*Records supplied*
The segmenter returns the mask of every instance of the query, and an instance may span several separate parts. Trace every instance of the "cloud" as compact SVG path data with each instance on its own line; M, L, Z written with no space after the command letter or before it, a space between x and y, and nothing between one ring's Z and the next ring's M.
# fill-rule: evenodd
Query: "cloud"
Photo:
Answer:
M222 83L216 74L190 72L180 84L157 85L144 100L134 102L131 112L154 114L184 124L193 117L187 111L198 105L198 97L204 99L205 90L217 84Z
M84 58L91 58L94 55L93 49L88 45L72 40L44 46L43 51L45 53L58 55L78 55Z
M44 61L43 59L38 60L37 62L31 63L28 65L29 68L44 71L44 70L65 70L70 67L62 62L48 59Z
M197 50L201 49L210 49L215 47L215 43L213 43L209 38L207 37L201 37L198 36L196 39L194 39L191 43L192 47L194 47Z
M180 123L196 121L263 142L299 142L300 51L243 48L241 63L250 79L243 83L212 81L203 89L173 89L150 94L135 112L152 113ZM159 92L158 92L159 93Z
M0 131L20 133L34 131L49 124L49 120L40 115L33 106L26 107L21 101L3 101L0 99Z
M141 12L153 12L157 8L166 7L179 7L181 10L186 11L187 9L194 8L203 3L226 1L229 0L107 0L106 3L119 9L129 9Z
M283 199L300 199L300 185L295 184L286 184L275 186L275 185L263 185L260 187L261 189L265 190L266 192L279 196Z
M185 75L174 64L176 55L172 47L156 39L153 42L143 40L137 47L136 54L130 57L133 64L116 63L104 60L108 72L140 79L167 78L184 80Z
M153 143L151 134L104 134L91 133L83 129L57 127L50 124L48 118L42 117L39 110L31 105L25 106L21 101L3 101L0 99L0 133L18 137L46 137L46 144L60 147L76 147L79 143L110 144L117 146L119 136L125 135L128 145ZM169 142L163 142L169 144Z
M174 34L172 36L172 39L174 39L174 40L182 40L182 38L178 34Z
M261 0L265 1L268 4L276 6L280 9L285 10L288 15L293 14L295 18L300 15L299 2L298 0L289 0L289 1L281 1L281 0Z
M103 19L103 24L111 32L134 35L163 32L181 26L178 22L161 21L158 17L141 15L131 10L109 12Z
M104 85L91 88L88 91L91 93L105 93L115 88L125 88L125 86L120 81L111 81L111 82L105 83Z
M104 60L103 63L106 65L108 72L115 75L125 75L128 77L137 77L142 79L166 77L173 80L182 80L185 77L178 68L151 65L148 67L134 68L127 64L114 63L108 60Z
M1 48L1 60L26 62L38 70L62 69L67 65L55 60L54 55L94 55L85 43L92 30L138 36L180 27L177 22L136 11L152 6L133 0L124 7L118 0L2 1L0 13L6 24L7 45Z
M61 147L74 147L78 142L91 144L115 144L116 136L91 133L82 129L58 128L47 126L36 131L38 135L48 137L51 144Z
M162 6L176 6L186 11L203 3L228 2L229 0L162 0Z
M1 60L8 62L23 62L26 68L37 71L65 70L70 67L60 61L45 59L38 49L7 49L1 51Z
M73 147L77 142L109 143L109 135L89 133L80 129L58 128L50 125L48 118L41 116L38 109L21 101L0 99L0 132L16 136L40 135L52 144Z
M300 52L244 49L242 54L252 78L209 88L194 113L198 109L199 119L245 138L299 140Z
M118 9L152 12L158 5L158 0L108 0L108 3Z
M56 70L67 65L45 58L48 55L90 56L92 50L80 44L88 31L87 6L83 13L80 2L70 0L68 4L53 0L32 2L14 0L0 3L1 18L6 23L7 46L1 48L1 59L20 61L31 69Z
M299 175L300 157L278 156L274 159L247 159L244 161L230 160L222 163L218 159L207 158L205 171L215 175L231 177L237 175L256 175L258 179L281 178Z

*Task item*
Write the material above out once more, exactly as it stands.

*Response area*
The segmenter returns the mask of every instance of the query, and an instance may span several separate parts. Trace every instance of the "cloud" as compact SVG path data with each instance on its own line; M, L, Z written with no space after the command letter or before it, a space between x and y, and nothing between one ring's Z and the next ring's M.
# fill-rule: evenodd
Query: "cloud"
Photo:
Answer:
M222 83L216 74L190 72L180 84L157 85L144 100L134 102L131 112L154 114L184 124L193 117L187 111L198 105L198 97L204 99L205 90L217 84Z
M84 58L91 58L94 55L93 49L88 45L72 40L44 46L43 51L45 53L58 55L78 55Z
M44 61L43 59L38 60L37 62L31 63L28 65L29 68L44 71L44 70L65 70L70 67L62 62L48 59Z
M197 50L201 49L210 49L215 47L215 43L213 43L209 38L207 37L201 37L198 36L196 39L194 39L191 43L192 47L194 47Z
M180 123L196 121L263 142L299 142L300 51L243 48L241 63L250 79L243 83L212 81L203 89L173 89L150 94L135 112L152 113ZM159 92L158 92L159 93Z
M0 131L20 133L34 131L49 124L49 120L40 115L33 106L26 107L21 101L3 101L0 99Z
M141 12L153 12L157 8L166 7L179 7L181 10L186 11L187 9L194 8L203 3L226 1L229 0L107 0L106 3L119 9L129 9Z
M283 199L300 199L300 185L295 184L286 184L275 186L275 185L263 185L260 187L261 189L265 190L266 192L279 196Z
M185 75L174 64L176 55L172 47L156 39L153 42L143 40L137 47L136 54L130 57L133 64L116 63L104 60L108 72L140 79L167 78L184 80Z
M153 143L151 134L104 134L91 133L83 129L57 127L50 124L48 118L42 117L39 110L31 105L25 106L21 101L3 101L0 99L0 133L18 137L46 137L46 144L60 147L76 147L79 143L110 144L117 146L119 136L125 135L128 145ZM169 142L163 142L169 144Z
M174 34L172 36L172 39L174 39L174 40L182 40L182 38L178 34Z
M261 0L265 1L268 4L276 6L280 9L285 10L288 15L293 14L295 18L300 15L299 2L298 0L289 0L289 1L281 1L281 0Z
M103 19L103 24L111 32L134 35L163 32L181 26L178 22L161 21L158 17L141 15L131 10L109 12Z
M104 85L91 88L88 91L91 93L105 93L115 88L125 88L125 86L120 81L111 81L111 82L105 83Z
M104 60L103 63L106 65L108 72L115 75L125 75L128 77L137 77L142 79L166 77L173 80L182 80L185 77L178 68L151 65L148 67L134 68L127 64L114 63L108 60Z
M1 48L1 60L26 62L38 70L62 69L67 65L55 60L54 55L94 55L85 43L92 30L138 36L180 27L177 22L136 11L152 6L133 0L124 7L118 0L2 1L0 13L6 24L7 45Z
M61 147L74 147L78 142L91 144L115 144L116 136L91 133L82 129L58 128L47 126L36 131L38 135L48 137L51 144Z
M162 6L176 6L186 11L203 3L228 2L229 0L162 0Z
M1 60L8 62L23 62L26 68L37 71L65 70L70 67L60 61L45 59L38 49L7 49L1 51Z
M73 147L77 142L109 143L109 135L89 133L80 129L58 128L50 125L48 118L41 116L38 109L21 101L0 99L0 132L16 136L40 135L52 144Z
M300 52L244 49L242 54L252 78L209 88L194 113L198 109L199 119L245 138L299 140Z
M118 9L152 12L158 5L158 0L108 0L108 3Z
M56 70L67 65L45 58L48 55L90 56L92 50L80 44L88 31L87 6L83 13L80 2L70 0L68 4L53 0L32 2L14 0L0 3L1 18L6 23L7 46L1 48L1 59L20 61L31 69Z
M299 175L300 157L278 156L274 159L247 159L244 161L230 160L222 163L218 159L207 158L205 171L215 175L231 177L237 175L256 175L258 179L281 178Z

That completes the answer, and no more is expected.